- [Goal 1]:
In the Indiana bankruptcy article, how would the passage between "This article compares" and "good financial direction.", inclusive, read if you swapped "fresh start" for "new beginning"?
- [Goal 2]:
According to the Indiana bankruptcy article, what replaces your bad past credit history once you file Chapter 7?

- [Page extract]:
Indiana Chapter 7 vs Indiana Chapter 13 Bankruptcy

John Bymaster discusses Chapter 7 vs 13

This article compares the benefits of Chapter 7 bankruptcy in Indiana versus Chapter 13 bankruptcy. Both Chapter 7 and Chapter 13 can be a cost effective and powerful solution to your debt problems if you live in Indiana. Let’s discuss the differences between the two.

Chapter 7 Bankruptcy in Indiana

The most common bankruptcy remedy that our office helps people file and the greater Indianapolis area is Chapter 7 bankruptcy. Chapter 7 bankruptcy is the total elimination or “discharge” of your debts. Chapter 7 is so powerful because of the speed in which all of your debt are erased. It is the fastest way to achieve a fresh start and to get back moving in a good financial direction.

Chapter 7 bankruptcy in Indiana can also help you rebuild your credit quickly. If you have bad credit, your credit history and rating improve almost instantly upon filing Chapter 7 bankruptcy. This is because all of your bad past credit history is instantly replaced with a single entry of the date and place in which you filed the Chapter 7 bankruptcy. You will almost instantly receive credit offers in the mail for items such as automobile loans or possibly smaller balance credit cards. After two years, you will likely be able to rebuild your credit a considerable degree if you continue on making timely payments in credit accounts.

Remember, if you file Chapter 7 bankruptcy and want to keep your house and cars you will need to continue making those payments. However, all of your debts are discharged in Chapter 7 bankruptcy. That means that you will no longer be personally liable for any of your debts. Remember also that certain debts cannot be discharged in Chapter 7 bankruptcy such as recent income tax debt, child support, or student loans.

- [Data lines]:
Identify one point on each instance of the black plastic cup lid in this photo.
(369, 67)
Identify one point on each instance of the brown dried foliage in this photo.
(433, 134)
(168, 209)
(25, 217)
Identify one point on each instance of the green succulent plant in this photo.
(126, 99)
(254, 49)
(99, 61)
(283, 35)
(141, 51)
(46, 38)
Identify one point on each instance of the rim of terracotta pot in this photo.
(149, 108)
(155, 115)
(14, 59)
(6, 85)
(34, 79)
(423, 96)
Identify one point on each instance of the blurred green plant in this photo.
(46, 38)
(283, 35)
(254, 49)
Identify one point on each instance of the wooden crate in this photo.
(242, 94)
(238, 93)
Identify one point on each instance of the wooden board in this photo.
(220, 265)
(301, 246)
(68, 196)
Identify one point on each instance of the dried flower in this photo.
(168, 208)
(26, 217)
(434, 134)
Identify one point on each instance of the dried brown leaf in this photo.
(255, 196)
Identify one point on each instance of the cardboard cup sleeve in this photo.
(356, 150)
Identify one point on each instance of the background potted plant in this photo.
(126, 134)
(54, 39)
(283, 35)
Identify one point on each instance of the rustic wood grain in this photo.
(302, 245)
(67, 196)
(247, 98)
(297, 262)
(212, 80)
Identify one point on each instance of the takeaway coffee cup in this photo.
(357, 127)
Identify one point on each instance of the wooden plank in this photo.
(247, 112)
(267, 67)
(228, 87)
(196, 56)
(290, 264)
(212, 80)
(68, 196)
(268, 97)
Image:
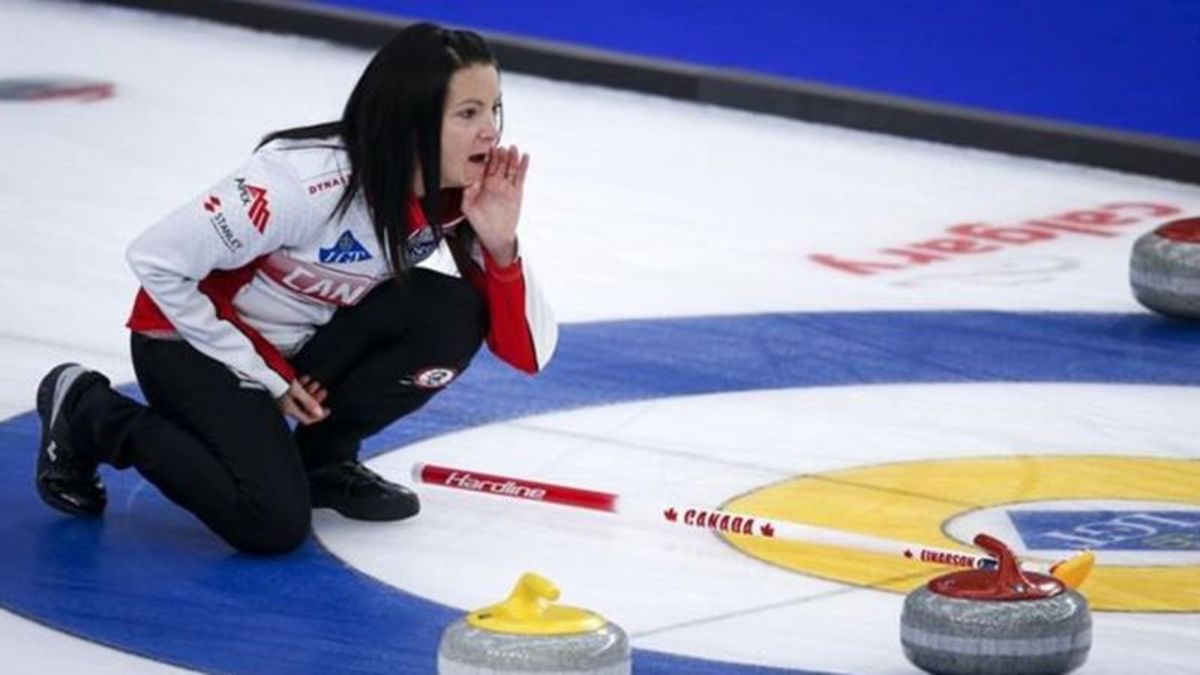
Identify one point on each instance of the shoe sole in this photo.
(375, 513)
(49, 399)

- [Correct result 1]:
This article compares the benefits of Chapter 7 bankruptcy in Indiana versus Chapter 13 bankruptcy. Both Chapter 7 and Chapter 13 can be a cost effective and powerful solution to your debt problems if you live in Indiana. Let’s discuss the differences between the two.

Chapter 7 Bankruptcy in Indiana

The most common bankruptcy remedy that our office helps people file and the greater Indianapolis area is Chapter 7 bankruptcy. Chapter 7 bankruptcy is the total elimination or “discharge” of your debts. Chapter 7 is so powerful because of the speed in which all of your debt are erased. It is the fastest way to achieve a new beginning and to get back moving in a good financial direction.

- [Correct result 2]:
A single entry of the date and place in which you filed the Chapter 7 bankruptcy.